◆ Esercizio assegnato 1: Estrai e riporta identiche le righe dei record che vanno dall'inizio dei record fino alla riga che contiene "top-left (836, 312), bottom-right (1018, 376)", compresa.
=-=-=
Non c’è l’assessore all’Urbanistica Rassu accanto al governatore e non c’è nemmeno il direttore generale dell’assessorato: al fianco di Cappellacci siede il capo di gabinetto Massimiliano Tavolacci a cui il presidente delega anche qualche risposta di tipo politico. Ma certo il governatore non si sottrae alle risposte più importanti a cominciare da quella bocciatura della procedura, avvenuta a tempo di record da parte del ministero dei Beni culturali.
«La Regione ha competenze primarie», afferma Cappellacci, «dunque non devo chiedere l’autorizzazione a nessuno per approvare delibere in giunta». Il progetto di condivisione che era stato avviato parecchi mesi fa era «facoltativo». Il ministero sostiene, invece, che annunciare di aver cambiato il piano è un atto unilaterale.
=-=-=
◆ Esercizio assegnato 2: Indica se le affermazioni seguenti concordano con il brano, rispondendo sì o no e citando testualmente le parole decisive. (a) Accanto al governatore siede l'assessore all'Urbanistica Rassu. (b) Secondo Cappellacci, il progetto di condivisione era facoltativo. (c) Il ministero considera un atto unilaterale l'annuncio del cambiamento del piano.
=-=-=
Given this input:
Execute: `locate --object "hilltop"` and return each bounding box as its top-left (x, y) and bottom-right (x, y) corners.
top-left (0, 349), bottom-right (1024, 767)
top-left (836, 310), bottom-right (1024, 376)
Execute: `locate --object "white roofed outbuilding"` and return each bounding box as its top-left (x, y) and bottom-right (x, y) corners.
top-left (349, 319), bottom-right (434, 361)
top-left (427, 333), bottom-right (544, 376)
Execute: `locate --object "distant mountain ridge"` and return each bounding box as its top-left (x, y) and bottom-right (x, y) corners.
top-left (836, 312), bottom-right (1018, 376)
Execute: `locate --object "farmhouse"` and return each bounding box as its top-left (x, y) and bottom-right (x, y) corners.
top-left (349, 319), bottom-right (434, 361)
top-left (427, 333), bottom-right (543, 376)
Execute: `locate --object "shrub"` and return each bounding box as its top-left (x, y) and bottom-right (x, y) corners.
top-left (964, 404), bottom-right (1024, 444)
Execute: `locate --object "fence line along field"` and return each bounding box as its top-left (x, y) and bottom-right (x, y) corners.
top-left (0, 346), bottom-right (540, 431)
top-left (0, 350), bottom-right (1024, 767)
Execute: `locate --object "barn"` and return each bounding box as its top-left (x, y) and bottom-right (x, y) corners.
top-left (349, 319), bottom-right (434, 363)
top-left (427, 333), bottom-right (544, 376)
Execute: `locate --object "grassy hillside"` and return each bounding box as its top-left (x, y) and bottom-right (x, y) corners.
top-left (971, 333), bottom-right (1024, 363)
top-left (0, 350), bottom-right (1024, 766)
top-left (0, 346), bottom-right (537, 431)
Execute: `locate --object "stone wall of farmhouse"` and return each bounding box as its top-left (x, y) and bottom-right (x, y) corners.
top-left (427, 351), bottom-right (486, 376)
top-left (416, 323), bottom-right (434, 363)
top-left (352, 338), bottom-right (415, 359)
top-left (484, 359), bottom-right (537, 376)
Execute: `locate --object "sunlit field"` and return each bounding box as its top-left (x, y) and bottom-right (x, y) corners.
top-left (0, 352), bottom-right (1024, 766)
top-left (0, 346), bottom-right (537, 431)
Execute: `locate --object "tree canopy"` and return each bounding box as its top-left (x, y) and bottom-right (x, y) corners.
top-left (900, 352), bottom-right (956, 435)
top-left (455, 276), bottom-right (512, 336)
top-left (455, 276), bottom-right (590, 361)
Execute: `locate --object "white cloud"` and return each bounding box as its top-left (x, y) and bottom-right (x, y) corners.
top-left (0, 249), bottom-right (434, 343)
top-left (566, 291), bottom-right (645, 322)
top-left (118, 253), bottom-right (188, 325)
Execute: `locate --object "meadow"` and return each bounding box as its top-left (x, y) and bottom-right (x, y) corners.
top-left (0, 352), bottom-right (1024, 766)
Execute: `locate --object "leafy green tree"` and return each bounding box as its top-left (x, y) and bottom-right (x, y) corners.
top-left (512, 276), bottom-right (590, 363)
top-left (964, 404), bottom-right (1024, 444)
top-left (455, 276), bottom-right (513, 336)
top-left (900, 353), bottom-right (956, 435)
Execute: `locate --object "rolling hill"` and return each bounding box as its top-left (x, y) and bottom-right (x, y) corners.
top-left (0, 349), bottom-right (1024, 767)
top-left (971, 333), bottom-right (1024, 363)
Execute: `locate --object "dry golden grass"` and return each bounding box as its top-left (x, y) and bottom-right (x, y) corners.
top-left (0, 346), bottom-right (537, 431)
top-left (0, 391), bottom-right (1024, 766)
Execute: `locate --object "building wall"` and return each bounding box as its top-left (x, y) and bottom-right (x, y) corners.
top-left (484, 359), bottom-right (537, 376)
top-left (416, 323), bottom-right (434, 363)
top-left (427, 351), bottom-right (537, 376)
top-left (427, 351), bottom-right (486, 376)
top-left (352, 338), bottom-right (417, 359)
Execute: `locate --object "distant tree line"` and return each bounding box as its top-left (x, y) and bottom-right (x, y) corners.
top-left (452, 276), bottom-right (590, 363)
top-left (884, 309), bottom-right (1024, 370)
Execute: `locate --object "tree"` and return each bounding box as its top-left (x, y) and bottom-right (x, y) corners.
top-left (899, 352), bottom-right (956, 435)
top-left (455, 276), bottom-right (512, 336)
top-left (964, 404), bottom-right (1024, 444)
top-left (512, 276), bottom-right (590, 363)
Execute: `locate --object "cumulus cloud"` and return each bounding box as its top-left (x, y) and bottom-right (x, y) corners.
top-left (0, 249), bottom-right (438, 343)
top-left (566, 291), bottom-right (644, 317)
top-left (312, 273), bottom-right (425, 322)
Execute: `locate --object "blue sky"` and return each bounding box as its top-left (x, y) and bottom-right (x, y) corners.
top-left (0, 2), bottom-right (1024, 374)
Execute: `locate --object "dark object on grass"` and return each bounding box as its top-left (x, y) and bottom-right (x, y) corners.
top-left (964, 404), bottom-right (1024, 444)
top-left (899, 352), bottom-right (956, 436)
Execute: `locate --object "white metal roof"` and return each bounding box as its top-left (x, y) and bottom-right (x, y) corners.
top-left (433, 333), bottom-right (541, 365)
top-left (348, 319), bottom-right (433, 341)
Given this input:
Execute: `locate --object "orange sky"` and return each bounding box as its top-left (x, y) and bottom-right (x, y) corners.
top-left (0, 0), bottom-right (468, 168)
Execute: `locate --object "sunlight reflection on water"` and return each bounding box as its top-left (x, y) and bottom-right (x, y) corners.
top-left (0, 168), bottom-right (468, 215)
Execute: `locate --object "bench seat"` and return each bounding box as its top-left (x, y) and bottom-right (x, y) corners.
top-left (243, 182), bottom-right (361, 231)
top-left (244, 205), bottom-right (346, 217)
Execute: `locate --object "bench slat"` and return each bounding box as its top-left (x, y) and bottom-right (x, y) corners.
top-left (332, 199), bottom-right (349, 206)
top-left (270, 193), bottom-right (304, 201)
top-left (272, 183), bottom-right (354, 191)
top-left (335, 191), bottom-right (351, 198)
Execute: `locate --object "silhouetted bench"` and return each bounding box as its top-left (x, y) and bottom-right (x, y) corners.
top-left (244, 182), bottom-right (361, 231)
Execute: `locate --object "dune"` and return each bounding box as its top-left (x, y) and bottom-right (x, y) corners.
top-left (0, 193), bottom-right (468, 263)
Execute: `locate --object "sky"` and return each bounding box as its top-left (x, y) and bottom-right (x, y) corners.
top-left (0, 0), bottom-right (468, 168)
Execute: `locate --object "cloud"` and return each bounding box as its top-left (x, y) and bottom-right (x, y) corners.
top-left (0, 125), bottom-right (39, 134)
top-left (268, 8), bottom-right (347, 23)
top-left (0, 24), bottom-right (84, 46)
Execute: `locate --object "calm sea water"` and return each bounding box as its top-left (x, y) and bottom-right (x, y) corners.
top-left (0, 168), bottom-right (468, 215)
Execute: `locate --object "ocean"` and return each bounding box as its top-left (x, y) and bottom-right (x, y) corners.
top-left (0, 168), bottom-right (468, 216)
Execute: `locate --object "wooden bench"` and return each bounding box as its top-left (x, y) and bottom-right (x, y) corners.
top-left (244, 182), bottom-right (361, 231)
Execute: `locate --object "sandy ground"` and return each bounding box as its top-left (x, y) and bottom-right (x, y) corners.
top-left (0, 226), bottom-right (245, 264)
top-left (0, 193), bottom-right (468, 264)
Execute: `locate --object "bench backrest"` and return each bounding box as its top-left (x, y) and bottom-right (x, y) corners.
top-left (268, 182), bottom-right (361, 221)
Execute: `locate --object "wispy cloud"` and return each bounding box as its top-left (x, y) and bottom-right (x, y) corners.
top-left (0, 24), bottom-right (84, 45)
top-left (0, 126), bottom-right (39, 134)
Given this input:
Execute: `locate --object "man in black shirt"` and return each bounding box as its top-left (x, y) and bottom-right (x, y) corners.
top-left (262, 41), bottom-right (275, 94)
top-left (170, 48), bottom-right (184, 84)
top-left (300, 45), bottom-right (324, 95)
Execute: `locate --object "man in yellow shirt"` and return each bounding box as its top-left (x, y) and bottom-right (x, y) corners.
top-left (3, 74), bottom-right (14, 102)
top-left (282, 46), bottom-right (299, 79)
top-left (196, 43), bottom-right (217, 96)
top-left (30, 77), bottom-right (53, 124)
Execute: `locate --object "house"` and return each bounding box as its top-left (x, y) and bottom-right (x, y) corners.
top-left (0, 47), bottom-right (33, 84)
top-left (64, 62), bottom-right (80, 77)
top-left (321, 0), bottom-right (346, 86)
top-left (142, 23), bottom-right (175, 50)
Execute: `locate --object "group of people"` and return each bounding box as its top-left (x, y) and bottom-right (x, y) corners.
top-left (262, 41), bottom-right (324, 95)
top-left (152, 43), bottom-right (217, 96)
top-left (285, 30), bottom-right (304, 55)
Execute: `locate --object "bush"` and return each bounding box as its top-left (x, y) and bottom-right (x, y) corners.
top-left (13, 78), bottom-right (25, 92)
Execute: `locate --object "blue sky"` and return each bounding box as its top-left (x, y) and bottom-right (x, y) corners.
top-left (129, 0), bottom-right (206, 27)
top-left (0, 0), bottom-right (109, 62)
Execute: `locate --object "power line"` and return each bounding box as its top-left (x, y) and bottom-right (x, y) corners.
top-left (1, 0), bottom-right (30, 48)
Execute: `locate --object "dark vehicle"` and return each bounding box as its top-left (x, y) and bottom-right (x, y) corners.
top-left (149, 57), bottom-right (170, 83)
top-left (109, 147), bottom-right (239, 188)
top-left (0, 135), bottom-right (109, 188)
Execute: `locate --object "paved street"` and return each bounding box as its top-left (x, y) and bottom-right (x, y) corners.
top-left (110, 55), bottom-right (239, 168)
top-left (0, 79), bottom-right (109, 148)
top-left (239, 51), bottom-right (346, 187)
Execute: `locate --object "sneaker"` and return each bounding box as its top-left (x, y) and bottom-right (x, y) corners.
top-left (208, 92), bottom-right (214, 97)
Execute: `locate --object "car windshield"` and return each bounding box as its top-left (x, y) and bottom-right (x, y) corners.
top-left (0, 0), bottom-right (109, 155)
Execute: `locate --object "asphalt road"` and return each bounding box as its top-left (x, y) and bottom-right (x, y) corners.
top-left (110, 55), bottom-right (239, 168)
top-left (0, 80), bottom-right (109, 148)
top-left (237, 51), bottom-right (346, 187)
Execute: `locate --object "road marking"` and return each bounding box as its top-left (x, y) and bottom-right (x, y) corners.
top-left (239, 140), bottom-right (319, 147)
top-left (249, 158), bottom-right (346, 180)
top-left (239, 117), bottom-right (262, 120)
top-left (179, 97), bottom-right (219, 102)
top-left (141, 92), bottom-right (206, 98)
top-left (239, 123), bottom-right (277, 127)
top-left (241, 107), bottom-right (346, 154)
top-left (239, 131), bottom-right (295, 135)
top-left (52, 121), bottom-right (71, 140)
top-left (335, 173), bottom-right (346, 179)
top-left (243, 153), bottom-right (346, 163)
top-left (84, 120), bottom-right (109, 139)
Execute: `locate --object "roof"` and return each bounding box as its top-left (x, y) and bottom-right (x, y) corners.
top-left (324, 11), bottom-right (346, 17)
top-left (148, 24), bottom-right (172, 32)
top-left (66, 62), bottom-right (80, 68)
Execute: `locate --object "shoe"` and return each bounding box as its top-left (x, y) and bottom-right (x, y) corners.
=-=-=
◆ Risposta scritta 1:
Given this input:
Execute: `locate --object "hilltop"` and return each bounding box as its top-left (x, y) and bottom-right (x, y) corners.
top-left (0, 349), bottom-right (1024, 767)
top-left (836, 310), bottom-right (1024, 376)
Execute: `locate --object "white roofed outbuilding"` and return each bounding box as its top-left (x, y) and bottom-right (x, y) corners.
top-left (349, 319), bottom-right (434, 361)
top-left (427, 333), bottom-right (544, 376)
Execute: `locate --object "distant mountain ridge"` and return each bounding box as its top-left (x, y) and bottom-right (x, y) corners.
top-left (836, 312), bottom-right (1018, 376)

◆ Risposta scritta 2:
(a) No: "Non c’è l’assessore all’Urbanistica Rassu accanto al governatore".
(b) Sì: "Il progetto di condivisione che era stato avviato parecchi mesi fa era «facoltativo»".
(c) Sì: "annunciare di aver cambiato il piano è un atto unilaterale".